--- DOCUMENT SEGMENT ---
The Millimeter GPS+ system is a variation on the machine-control theme, combining GNSS and laser; this “Lazer Zone” combination provides grading control accuracy to within one-quarter of an inch. The combination of the laser’s high vertical accuracy and the three-dimensionality of the GNSS 3D reportedly increases grading accuracy over existing 3-D GNSS-enabled machine-control systems, which typically achieve rough-grading precision to within one-tenth of a foot. This technology has made a major impact on highway paving in Georgia: in 2005, the Georgia DOT approved the use of similar technology and graders for grading US 1/SR 4, rather than the string line-guided trimmers that had been the standard since the 1960s. GDOT allowed grade stakes to be spaced at 200 feet instead of the usual 50, and grading time was cut in half.
--- DATA ROWS ---
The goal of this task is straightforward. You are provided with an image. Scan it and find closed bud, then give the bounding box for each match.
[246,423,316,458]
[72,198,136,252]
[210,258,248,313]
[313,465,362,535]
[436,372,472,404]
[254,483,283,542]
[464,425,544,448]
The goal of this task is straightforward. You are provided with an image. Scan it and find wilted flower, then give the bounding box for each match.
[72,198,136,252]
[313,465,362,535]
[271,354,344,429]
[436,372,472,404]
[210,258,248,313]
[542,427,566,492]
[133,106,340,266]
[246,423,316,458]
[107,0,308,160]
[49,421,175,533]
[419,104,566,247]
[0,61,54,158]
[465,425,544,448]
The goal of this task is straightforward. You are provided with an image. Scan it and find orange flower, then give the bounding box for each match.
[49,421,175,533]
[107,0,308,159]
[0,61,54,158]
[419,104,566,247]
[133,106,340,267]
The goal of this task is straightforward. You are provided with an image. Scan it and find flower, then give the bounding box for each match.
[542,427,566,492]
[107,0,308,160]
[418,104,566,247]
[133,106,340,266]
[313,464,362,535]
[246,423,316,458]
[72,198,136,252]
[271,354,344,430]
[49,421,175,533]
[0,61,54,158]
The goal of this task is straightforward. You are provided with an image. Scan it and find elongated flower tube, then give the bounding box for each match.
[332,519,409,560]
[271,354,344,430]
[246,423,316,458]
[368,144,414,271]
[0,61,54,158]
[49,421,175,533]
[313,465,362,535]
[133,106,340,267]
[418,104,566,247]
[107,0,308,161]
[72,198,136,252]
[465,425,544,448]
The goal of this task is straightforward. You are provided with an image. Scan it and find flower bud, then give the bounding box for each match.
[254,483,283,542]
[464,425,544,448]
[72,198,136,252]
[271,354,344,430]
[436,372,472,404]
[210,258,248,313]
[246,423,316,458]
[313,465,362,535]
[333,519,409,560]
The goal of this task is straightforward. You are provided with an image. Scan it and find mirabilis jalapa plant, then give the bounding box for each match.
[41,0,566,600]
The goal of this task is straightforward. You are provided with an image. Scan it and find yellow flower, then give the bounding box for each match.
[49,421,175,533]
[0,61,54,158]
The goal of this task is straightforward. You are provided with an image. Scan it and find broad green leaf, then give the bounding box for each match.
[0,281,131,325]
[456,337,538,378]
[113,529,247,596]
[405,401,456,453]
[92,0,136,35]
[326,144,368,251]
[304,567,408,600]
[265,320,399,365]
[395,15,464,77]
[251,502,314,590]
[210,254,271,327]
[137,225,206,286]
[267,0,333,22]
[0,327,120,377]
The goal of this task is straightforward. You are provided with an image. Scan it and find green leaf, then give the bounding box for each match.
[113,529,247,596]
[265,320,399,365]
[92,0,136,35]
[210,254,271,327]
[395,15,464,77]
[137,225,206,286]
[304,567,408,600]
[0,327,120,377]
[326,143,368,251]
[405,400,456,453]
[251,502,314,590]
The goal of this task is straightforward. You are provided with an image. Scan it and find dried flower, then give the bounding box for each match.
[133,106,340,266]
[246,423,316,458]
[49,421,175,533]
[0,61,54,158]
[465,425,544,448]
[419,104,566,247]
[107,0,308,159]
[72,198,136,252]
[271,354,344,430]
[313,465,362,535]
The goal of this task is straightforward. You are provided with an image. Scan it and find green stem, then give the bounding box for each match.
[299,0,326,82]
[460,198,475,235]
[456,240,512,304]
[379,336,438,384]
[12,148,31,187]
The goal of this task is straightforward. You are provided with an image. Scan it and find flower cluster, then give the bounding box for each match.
---
--- DATA ROWS ---
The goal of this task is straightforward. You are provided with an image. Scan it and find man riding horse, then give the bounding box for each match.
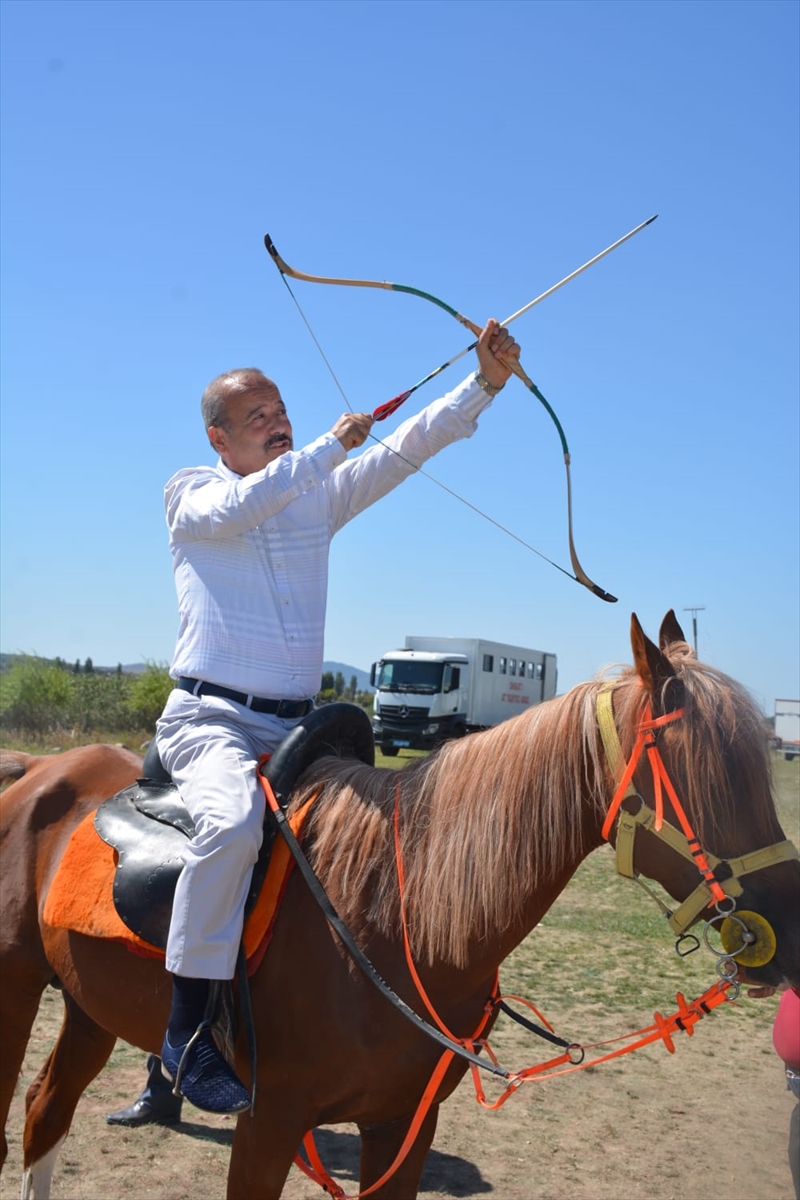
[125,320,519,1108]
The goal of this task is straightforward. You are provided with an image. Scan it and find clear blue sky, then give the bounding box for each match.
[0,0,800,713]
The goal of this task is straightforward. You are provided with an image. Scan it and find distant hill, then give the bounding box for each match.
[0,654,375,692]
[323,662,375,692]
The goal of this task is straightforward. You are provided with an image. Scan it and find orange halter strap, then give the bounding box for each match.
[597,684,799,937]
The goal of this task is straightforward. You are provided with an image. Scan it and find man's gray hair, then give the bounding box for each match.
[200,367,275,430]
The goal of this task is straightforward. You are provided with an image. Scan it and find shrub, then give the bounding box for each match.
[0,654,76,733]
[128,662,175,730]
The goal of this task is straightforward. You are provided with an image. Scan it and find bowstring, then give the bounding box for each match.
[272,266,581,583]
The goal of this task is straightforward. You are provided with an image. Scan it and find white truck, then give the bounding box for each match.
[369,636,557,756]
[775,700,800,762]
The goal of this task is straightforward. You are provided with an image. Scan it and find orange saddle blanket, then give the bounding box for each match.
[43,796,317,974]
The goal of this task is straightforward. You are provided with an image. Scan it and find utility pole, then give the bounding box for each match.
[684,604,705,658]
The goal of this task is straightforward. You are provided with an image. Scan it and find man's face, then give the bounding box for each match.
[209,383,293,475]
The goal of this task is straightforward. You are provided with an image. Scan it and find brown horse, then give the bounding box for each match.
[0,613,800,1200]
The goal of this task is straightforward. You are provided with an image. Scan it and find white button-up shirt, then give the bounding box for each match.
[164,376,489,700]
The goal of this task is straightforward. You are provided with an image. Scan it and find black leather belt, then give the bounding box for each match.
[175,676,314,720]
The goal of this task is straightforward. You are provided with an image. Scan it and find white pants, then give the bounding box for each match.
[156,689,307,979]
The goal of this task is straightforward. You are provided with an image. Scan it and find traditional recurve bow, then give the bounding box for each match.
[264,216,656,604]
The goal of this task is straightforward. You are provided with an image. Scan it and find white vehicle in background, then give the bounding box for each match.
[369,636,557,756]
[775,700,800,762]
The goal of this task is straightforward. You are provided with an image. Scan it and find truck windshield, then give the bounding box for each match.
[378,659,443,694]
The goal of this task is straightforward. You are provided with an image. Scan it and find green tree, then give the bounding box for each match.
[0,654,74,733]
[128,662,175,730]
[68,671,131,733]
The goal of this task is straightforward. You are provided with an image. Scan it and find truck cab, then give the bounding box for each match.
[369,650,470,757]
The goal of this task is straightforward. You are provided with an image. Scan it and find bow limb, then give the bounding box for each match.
---
PROBLEMS TO SOLVE:
a. Rewrite the part of the listing that runs from the line containing "find white vehicle" down to the line containing "[378,659,443,694]" as a two-column CSV with the headers request and boxes. Give one row per request, put its text and its answer each in a single quoted field, and replace line breaks with spaces.
b. Extend the passage on GNSS and laser machine-control grading, picking up after its final sentence.
The passage on grading technology and the listing have nothing to do with each other.

RESPONSES FOR EACH TASK:
a.
request,boxes
"The goal of this task is straightforward. You are provided with an image. Scan it and find white vehicle in background, then give the bounding box for each match.","[369,636,557,756] [775,700,800,762]"
"The goal of this task is straightforward. You are provided with an image. Scan it and find truck windshield, then give the bounding box for each match.","[378,659,443,694]"

b.
In addition to a GNSS base station and rover, the system uses a PZL-1 Lazer Zone transmitter and a PZS-MC machine-control sensor or PZS-1 rover sensor that gets integrated with the contractor’s GNSS receiver. The PZL-1 transmitter sends out a wall of laser light 33 feet tall and up to 2,000 feet in diameter. The GNSS component of the system plots the location of the machine while the laser component guides the grader to position and elevates the blade precisely. The system calculates the vertical angle from the laser up to the sensor on the machine and gives a vertical correction to the GNSS system, allowing quarter-inch accuracies.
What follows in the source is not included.